● YOUR GOAL
Pull out every line of the material below and reproduce each one verbatim, keeping the original order and layout.

● ENTRIES PROVIDED
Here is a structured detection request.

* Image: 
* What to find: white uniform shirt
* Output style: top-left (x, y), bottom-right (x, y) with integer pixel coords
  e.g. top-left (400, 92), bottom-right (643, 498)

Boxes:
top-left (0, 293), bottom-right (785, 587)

● ANSWER FOR THIS EXERCISE
Here is a structured detection request.

* Image: 
* What to find: white uniform shirt
* Output style: top-left (x, y), bottom-right (x, y) with integer pixel coords
  e.g. top-left (400, 92), bottom-right (643, 498)

Boxes:
top-left (0, 293), bottom-right (785, 587)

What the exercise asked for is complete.